EXERCISE OBJECTIVE
Repeat each line of the listing exactly as written.

AVAILABLE RECORDS
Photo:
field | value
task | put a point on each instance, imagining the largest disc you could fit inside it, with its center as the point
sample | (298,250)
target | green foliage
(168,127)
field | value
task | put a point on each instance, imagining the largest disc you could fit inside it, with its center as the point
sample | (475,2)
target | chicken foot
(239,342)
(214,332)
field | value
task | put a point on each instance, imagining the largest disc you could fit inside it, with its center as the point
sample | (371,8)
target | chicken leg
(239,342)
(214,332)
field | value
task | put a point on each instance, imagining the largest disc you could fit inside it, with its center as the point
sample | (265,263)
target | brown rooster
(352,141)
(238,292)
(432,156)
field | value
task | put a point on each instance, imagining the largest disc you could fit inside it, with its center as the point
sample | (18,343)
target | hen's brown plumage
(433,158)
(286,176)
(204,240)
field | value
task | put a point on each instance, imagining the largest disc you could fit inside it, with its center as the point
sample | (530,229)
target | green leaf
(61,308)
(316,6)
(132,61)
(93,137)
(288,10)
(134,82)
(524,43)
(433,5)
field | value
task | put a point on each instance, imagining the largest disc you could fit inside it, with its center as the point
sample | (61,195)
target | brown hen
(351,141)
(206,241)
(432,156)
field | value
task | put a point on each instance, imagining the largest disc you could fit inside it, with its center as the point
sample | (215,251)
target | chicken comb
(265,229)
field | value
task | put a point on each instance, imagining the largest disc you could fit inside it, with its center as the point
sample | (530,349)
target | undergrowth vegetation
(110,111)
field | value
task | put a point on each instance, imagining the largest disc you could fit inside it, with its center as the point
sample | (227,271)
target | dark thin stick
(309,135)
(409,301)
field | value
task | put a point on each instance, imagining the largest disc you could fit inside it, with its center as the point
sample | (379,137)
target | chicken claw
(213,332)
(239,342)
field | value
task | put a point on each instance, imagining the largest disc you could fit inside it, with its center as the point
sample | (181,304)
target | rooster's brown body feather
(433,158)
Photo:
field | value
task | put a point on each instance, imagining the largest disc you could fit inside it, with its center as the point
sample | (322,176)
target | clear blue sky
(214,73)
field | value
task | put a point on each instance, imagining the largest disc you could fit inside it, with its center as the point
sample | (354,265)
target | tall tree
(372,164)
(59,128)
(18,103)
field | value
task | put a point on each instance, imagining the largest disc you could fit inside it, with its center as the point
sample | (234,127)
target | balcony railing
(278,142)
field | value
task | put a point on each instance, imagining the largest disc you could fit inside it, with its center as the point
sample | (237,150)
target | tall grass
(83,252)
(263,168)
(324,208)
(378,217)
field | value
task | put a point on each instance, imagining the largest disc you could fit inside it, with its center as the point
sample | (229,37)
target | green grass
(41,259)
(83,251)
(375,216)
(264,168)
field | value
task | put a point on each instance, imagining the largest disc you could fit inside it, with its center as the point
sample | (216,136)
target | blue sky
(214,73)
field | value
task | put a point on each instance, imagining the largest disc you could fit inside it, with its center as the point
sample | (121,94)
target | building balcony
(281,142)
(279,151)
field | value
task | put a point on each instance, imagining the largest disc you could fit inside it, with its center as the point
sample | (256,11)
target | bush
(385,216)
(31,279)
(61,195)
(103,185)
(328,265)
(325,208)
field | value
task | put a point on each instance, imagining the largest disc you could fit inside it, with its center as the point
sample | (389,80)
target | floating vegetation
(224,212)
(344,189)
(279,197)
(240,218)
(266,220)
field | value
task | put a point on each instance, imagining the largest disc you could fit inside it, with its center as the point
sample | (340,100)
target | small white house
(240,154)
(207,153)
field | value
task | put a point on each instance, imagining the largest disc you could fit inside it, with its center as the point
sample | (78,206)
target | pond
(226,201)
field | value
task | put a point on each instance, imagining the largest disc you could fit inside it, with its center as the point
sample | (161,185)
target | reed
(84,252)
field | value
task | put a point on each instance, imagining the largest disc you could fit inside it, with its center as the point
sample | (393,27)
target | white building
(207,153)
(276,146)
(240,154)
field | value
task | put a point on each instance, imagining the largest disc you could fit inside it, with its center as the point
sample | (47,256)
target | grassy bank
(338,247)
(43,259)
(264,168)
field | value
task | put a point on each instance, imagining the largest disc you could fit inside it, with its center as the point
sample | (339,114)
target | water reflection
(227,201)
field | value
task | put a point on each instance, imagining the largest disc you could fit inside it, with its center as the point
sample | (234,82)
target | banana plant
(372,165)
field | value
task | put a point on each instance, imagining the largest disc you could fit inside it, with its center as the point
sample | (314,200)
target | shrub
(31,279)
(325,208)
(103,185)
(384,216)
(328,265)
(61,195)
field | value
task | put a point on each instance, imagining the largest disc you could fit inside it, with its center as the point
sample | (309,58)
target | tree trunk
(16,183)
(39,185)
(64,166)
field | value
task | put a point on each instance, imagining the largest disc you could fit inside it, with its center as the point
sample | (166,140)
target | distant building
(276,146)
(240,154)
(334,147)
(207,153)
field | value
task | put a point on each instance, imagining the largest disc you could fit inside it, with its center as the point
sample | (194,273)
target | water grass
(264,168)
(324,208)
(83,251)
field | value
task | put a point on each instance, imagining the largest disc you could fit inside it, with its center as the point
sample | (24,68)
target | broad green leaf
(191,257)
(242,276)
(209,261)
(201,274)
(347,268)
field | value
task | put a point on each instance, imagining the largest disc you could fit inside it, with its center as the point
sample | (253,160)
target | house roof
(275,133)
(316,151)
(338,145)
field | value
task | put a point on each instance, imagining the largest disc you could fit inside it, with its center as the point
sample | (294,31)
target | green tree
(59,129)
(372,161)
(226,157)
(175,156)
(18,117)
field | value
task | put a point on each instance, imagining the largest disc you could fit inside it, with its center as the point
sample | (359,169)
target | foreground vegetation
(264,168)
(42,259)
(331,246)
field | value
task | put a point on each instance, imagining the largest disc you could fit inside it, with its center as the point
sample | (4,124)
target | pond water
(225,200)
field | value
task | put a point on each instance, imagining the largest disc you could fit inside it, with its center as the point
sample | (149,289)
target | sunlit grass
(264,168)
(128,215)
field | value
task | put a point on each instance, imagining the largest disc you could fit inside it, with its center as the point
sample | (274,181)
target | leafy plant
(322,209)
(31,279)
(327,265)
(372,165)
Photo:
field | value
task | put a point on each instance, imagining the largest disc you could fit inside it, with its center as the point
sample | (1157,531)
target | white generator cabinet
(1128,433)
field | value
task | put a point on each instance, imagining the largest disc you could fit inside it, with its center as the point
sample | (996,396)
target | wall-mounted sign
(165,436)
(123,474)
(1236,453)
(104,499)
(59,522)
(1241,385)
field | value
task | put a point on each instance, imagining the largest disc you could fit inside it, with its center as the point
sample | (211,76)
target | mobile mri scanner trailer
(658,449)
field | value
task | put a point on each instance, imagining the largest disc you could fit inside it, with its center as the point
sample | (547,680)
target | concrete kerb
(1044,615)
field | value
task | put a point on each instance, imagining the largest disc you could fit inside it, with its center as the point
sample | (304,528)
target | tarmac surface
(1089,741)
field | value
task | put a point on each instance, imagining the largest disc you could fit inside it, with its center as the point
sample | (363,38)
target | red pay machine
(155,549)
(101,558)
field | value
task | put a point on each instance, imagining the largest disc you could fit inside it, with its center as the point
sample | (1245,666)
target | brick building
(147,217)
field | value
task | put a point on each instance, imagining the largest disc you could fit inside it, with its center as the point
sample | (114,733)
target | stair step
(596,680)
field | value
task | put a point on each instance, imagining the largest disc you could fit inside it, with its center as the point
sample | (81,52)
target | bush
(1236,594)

FINAL ANSWER
Photo:
field | value
task | put a point on each instance, imagining the largest disc you could fit inside it, with its center as the point
sample | (298,250)
target | green foliage
(168,127)
field | value
task | put a point on each instance, imagining the largest disc you could fit inside it, with its center as the point
sample | (475,2)
target | chicken foot
(239,342)
(214,332)
field | value
task | put a point on each instance, imagining the largest disc you could fit inside it, with its center as the point
sample | (371,8)
target | chicken leg
(239,342)
(214,332)
field | value
task | put a point on each instance, imagining the largest disc you could fit inside it, with its center as the point
sample | (265,263)
target | brown rooster
(352,141)
(238,292)
(432,156)
field | value
task | put a point on each instance, imagining the largest disc you could fit inside it, with its center as the point
sample | (18,343)
target | hen's brown plumage
(433,158)
(286,176)
(204,240)
field | value
task | put a point on each instance, imagining the largest disc you could fit inside it, with its center as the point
sample | (530,229)
target | green leaf
(61,308)
(316,6)
(132,61)
(93,137)
(288,10)
(134,82)
(524,43)
(433,5)
field | value
task | put a point on each instance, imagining the largest disc you could fit inside it, with its center as the point
sample | (61,195)
target | brown hen
(351,141)
(206,241)
(432,156)
field | value
task | put a point on each instance, imagining the largest disc you could fit inside it, with its center as the point
sample | (215,251)
target | chicken comb
(265,229)
field | value
task | put a point on each instance, imagining the largest disc you could fit inside it, with its center as the point
sample | (530,349)
target | undergrowth vegetation
(110,111)
field | value
task | put a point on each instance, imagining the largest disc you could fit inside it, with its center as the point
sample | (227,271)
target | dark thin stick
(309,135)
(409,301)
field | value
task | put a point on each instance, imagining the largest disc you could fit inside it, with its center as the point
sample | (379,137)
target | chicken claw
(213,332)
(239,342)
field | value
task | put a point on each instance, imagining the largest disc you could fit inside it, with its center as the point
sample | (181,304)
target | rooster's brown body feather
(433,158)
Photo:
field | value
task | put a point on each instance, imagining the largest disc you could fit inside it, with its center as the point
sample | (322,176)
target | clear blue sky
(214,73)
field | value
task | put a point on each instance, imagining the largest disc you could fit inside it, with its center as the point
sample | (354,265)
target | tall tree
(372,164)
(59,128)
(18,103)
field | value
task | put a point on each instance, imagining the largest disc you could fit inside it, with its center as the point
sample | (234,127)
target | balcony railing
(278,142)
field | value
task | put a point on each instance, imagining the largest disc you could fit inside it, with its center as the point
sample | (237,150)
target | tall grass
(83,252)
(263,168)
(324,208)
(378,217)
field | value
task | put a point on each instance, imagining the largest disc you could fit inside it, with its center as the point
sample | (229,37)
target | green grass
(41,259)
(83,251)
(375,216)
(264,168)
field | value
task | put a point on each instance, imagining the largest disc you could fit inside it, with its center as the point
sample | (216,136)
target | blue sky
(214,73)
field | value
task | put a point on each instance, imagining the largest disc you could fit inside it, with its center as the point
sample | (121,94)
target | building balcony
(281,142)
(279,151)
field | value
task | put a point on each instance, imagining the largest disc you could fit inside it, with its center as the point
sample | (256,11)
target | bush
(385,216)
(31,279)
(61,195)
(103,185)
(328,265)
(325,208)
field | value
task | put a point on each instance, imagining the largest disc you could fit inside it, with its center as the point
sample | (389,80)
target | floating vegetation
(224,212)
(344,189)
(279,197)
(240,218)
(266,220)
field | value
task | put a point on each instance, imagining the largest disc you could fit inside it, with its center as the point
sample | (340,100)
target | small white house
(240,154)
(207,153)
field | value
task | put a point on each instance, imagining the largest disc you could fit inside it, with its center as the point
sample | (78,206)
target | pond
(226,201)
field | value
task | put a point on each instance, imagining the largest disc you could fit inside it, with its center as the point
sample | (161,185)
target | reed
(84,252)
field | value
task | put a point on each instance, imagining the largest disc you could fit inside it, with its center as the point
sample | (393,27)
target | white building
(207,153)
(276,146)
(240,154)
field | value
task | put a point on each instance, imagining the largest disc you could fit inside it, with its center as the point
sample | (47,256)
target | grassy bank
(338,247)
(43,259)
(264,168)
field | value
task | put a point on each instance, imagining the largest disc you could fit inside it, with its center as the point
sample | (339,114)
target | water reflection
(227,201)
field | value
task | put a point on each instance, imagining the largest disc you could fit inside it, with its center as the point
sample | (234,82)
target | banana plant
(372,165)
field | value
task | put a point on each instance, imagining the largest disc you could fit inside it, with its center as the point
sample | (314,200)
target | shrub
(31,279)
(325,208)
(103,185)
(384,216)
(328,265)
(61,195)
field | value
task | put a point on each instance, imagining the largest disc you could fit inside it, with its center as the point
sample | (309,58)
target | tree trunk
(16,183)
(39,185)
(64,166)
field | value
task | put a point on each instance, imagining the largest disc you could fit inside it, with its center as the point
sample | (166,140)
target | distant building
(276,146)
(240,154)
(334,147)
(207,153)
field | value
task | put a point on each instance, imagining the largest disc you could fit inside it, with its center as the point
sample | (194,273)
target | water grass
(264,168)
(324,208)
(83,251)
field | value
task | put a point on each instance, imagining the largest disc you could fit inside it, with its center as the point
sample | (24,68)
target | broad green leaf
(191,257)
(242,276)
(209,261)
(201,274)
(347,268)
field | value
task | put a point on each instance, imagining the largest disc you could fit inside it, with its center as the point
sample | (253,160)
target | house roof
(275,133)
(316,151)
(338,145)
field | value
task | put a point on each instance, imagining the largest disc you could fit inside it, with its center as the point
sample | (294,31)
target | green tree
(59,129)
(372,161)
(226,157)
(175,156)
(18,117)
field | value
task | put a point on each instance, imagining the largest disc you could fit inside it, with its center as the point
sample | (359,169)
target | foreground vegetation
(264,168)
(42,259)
(331,246)
field | value
task | put a point on each instance, imagining the largest disc you could fit inside it, with its center as the point
sample | (4,124)
target | pond water
(225,200)
field | value
task | put a point on each instance, imagining the largest disc you could fit inside it, with its center as the point
sample | (149,289)
target | sunlit grass
(264,168)
(128,215)
field | value
task | put a point on each instance, imagining the largest disc you could fit inside it, with its center as the point
sample | (274,181)
target | leafy plant
(322,209)
(31,279)
(327,265)
(372,165)
Photo:
field | value
task | put a point on each instance, imagining the largest disc you could fit inside it, with its center as the point
sample | (1157,531)
target | white generator cabinet
(1128,433)
field | value
task | put a point on each instance, imagining the largest disc you could fit inside it, with its center as the point
sample | (996,396)
target | wall-mounted sign
(165,436)
(123,474)
(1236,453)
(104,499)
(59,522)
(1241,385)
field | value
task | put a point on each instance, imagining the largest disc you could fit inside it, with its center as the point
sample | (211,76)
target | mobile mri scanner trailer
(658,449)
field | value
task | put a point on each instance, imagining the largest disc you could fit inside it, with its center as the point
sample | (547,680)
target | concrete kerb
(1044,615)
field | value
task | put a point on each instance, imagining the largest disc you could fit inside it, with its center as the point
sample | (304,528)
target | tarmac surface
(1089,741)
field | value
task | put a point on each instance, imagining the largest disc you could fit inside it, with its center as the point
sample | (363,38)
target | red pay machine
(155,549)
(101,558)
field | value
task | put a point on each instance, imagining the largest disc you could fit inside it, with its center as the point
sample | (1245,666)
target | brick building
(147,217)
field | value
task | put a point on each instance, imagining the largest disc you could fit inside it, with its center as the point
sample | (114,733)
target | stair step
(596,680)
field | value
task | put a point on each instance, imagining the largest disc you could fit inside it, with its center as the point
sample | (81,52)
target | bush
(1236,594)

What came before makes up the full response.